Output each line of the records below as a numbered list, skipping any blank lines.

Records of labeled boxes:

================================

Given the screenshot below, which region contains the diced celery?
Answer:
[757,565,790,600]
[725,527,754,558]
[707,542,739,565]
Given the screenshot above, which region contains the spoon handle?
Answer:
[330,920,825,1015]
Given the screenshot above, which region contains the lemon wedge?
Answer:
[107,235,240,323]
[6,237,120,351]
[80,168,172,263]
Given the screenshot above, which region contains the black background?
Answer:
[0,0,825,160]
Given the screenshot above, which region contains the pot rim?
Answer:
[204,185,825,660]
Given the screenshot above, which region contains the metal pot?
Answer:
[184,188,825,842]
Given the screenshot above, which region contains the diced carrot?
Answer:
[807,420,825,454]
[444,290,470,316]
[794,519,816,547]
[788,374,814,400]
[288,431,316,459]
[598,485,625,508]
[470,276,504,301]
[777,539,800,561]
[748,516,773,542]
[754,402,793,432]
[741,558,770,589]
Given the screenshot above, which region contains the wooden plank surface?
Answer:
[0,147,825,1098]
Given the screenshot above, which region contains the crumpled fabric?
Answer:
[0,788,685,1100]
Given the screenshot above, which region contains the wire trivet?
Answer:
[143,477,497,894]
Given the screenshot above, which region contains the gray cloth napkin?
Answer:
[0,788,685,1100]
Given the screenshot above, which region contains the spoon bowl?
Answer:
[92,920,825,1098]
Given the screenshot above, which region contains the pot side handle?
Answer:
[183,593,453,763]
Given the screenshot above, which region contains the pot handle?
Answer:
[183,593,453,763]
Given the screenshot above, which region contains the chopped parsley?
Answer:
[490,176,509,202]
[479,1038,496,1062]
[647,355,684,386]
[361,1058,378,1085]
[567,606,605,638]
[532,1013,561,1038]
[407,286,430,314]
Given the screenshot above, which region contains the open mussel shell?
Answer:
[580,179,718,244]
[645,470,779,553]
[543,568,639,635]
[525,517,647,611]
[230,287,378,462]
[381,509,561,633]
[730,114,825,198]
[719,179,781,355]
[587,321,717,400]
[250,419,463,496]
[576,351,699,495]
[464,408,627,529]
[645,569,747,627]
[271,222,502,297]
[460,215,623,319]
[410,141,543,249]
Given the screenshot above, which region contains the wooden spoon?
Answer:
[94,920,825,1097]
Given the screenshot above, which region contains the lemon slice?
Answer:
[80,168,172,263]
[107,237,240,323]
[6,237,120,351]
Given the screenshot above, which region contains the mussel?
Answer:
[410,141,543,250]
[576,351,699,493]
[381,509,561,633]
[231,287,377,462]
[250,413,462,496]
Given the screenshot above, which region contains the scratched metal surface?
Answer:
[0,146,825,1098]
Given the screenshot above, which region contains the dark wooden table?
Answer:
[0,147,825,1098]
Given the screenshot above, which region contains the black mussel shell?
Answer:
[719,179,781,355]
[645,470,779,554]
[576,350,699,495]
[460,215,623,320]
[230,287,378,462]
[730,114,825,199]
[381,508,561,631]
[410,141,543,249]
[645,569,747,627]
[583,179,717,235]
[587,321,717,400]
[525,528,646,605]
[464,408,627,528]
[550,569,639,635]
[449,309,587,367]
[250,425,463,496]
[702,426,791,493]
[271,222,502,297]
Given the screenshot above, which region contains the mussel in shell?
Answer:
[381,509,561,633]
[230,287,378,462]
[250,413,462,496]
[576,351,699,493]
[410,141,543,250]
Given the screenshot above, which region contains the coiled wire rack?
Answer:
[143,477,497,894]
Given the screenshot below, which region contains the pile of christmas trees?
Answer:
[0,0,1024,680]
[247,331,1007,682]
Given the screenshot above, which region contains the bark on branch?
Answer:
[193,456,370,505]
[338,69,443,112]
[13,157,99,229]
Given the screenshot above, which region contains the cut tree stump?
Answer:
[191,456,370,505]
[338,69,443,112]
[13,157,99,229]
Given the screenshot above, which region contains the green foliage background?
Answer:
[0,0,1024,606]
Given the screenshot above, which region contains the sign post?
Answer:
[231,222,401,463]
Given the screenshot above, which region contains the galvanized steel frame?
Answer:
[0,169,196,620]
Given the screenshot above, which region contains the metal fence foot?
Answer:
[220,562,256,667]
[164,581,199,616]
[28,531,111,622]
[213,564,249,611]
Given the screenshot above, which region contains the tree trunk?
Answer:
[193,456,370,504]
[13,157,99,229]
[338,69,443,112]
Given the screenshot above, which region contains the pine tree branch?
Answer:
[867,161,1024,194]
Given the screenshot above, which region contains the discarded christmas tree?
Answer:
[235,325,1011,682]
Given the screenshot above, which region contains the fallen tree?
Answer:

================================

> Expected output
1. Given the screenshot below, which region contains the diced celery?
2. Answer:
3. [757,565,790,600]
4. [725,527,754,558]
5. [707,542,739,565]
6. Given the screenshot above, which region contains the spoon handle?
7. Answer:
8. [330,920,825,1015]
9. Given the screenshot above, which region contains the lemon wedge?
10. Answer:
11. [107,235,240,323]
12. [6,237,120,351]
13. [80,168,172,263]
14. Given the screenshot above, which region contains the black background?
15. Answer:
16. [0,0,825,160]
17. Given the screenshot above, which region contains the pot rim?
18. Answer:
19. [204,185,825,660]
20. Given the screenshot above, which region contains the metal pot?
21. Answer:
22. [184,188,825,842]
23. Given the screenshot above, which region contains the diced carrot?
24. Answer:
25. [807,420,825,454]
26. [444,290,470,316]
27. [794,519,816,547]
28. [788,374,814,400]
29. [288,431,316,459]
30. [598,485,625,508]
31. [470,276,504,301]
32. [777,539,800,561]
33. [748,516,773,542]
34. [754,402,793,432]
35. [741,558,770,589]
36. Given the screenshot above, which region contains the wooden plank surface?
37. Answer:
38. [0,147,825,1098]
39. Given the screenshot above, which region contains the crumpled fabric?
40. Answer:
41. [0,788,685,1100]
42. Given the screenshot above, which region contains the wire trivet?
43. Answer:
44. [143,477,497,894]
45. Given the screenshot above, which region contains the gray cloth napkin?
46. Answer:
47. [0,788,685,1100]
48. Given the screenshot above, which region contains the spoon bowl?
49. Answer:
50. [92,920,825,1098]
51. Given the screenshot above, which region contains the pot side handle?
52. Answer:
53. [183,593,453,763]
54. Given the screenshot above, which region contains the pot handle?
55. Answer:
56. [183,593,453,763]
57. Given the screenshot above, which region contains the chopped parsley?
58. Answer:
59. [490,176,509,202]
60. [479,1038,496,1062]
61. [647,355,684,386]
62. [361,1058,378,1085]
63. [567,606,605,638]
64. [532,1013,561,1038]
65. [407,286,430,314]
66. Given the screenshot above, which region contains the open mussel shell?
67. Answer:
68. [580,179,718,244]
69. [645,470,779,553]
70. [543,568,639,635]
71. [525,517,647,611]
72. [230,287,378,462]
73. [381,509,561,633]
74. [730,114,825,198]
75. [719,179,781,355]
76. [587,321,717,400]
77. [250,419,463,496]
78. [576,351,699,495]
79. [464,408,627,529]
80. [645,569,747,627]
81. [271,222,502,297]
82. [460,215,623,319]
83. [410,141,543,249]
84. Given the screenshot above, which region contains the wooden spoon?
85. Answer:
86. [94,920,825,1097]
87. Given the screenshot above, which region contains the lemon slice?
88. Answer:
89. [80,168,172,263]
90. [107,237,240,323]
91. [6,237,120,351]
92. Given the screenshot above, which region contains the mussel?
93. Answer:
94. [410,141,543,250]
95. [576,351,699,493]
96. [381,509,561,633]
97. [231,287,377,462]
98. [250,413,462,496]
99. Given the screenshot above, which region contains the scratched metal surface?
100. Answer:
101. [0,146,825,1098]
102. Given the screenshot above, which region contains the dark wooden table?
103. Answer:
104. [0,147,825,1098]
105. Given the screenshot above, which region contains the black mussel shell?
106. Answer:
107. [719,179,781,355]
108. [645,470,779,554]
109. [576,350,699,495]
110. [460,215,623,320]
111. [230,287,378,462]
112. [730,114,825,199]
113. [381,508,561,631]
114. [410,141,543,249]
115. [645,569,747,627]
116. [583,179,717,235]
117. [587,321,717,400]
118. [525,528,646,605]
119. [464,408,627,528]
120. [550,569,639,635]
121. [449,309,587,367]
122. [250,425,463,496]
123. [702,426,791,493]
124. [271,222,502,297]
125. Given the screenshot above, which region contains the mussel in shell?
126. Answer:
127. [381,509,561,633]
128. [230,287,378,462]
129. [250,413,462,496]
130. [576,351,699,493]
131. [410,141,543,250]
132. Given the screenshot above, which region contains the coiled wire rack?
133. Answer:
134. [143,477,497,894]
135. Given the screenshot below, which region contains the pile of christmas trees?
136. Answer:
137. [0,0,1024,680]
138. [247,331,1007,682]
139. Given the screenshot above, which region contains the bark on branch?
140. Answer:
141. [193,456,370,505]
142. [338,69,443,112]
143. [13,157,99,229]
144. Given the screenshot above, which region contains the cut tree stump?
145. Answer:
146. [191,456,370,505]
147. [338,69,443,112]
148. [13,157,99,229]
149. Given the screenshot above, which region contains the green foliage background?
150. Answer:
151. [0,0,1024,606]
152. Given the screenshot above, which region contains the sign post?
153. Answer:
154. [231,222,401,463]
155. Given the screenshot above, which region contains the galvanized steel frame?
156. Answer:
157. [0,169,196,620]
158. Given the screenshot above, which region contains the metal fence foot?
159. Answer:
160. [220,562,256,667]
161. [164,581,199,616]
162. [28,531,111,622]
163. [213,564,249,611]
164. Given the screenshot above, which region contains the tree trunk?
165. Answer:
166. [193,456,370,504]
167. [13,157,99,229]
168. [338,69,443,112]
169. Given the screenshot above, which region contains the pine tree branch?
170. Answer:
171. [867,161,1024,194]
172. Given the screenshot above, which region contains the discarded christmas tree?
173. Answer:
174. [235,325,1011,682]
175. Given the screenshot above, which region contains the fallen tree?
176. Answer:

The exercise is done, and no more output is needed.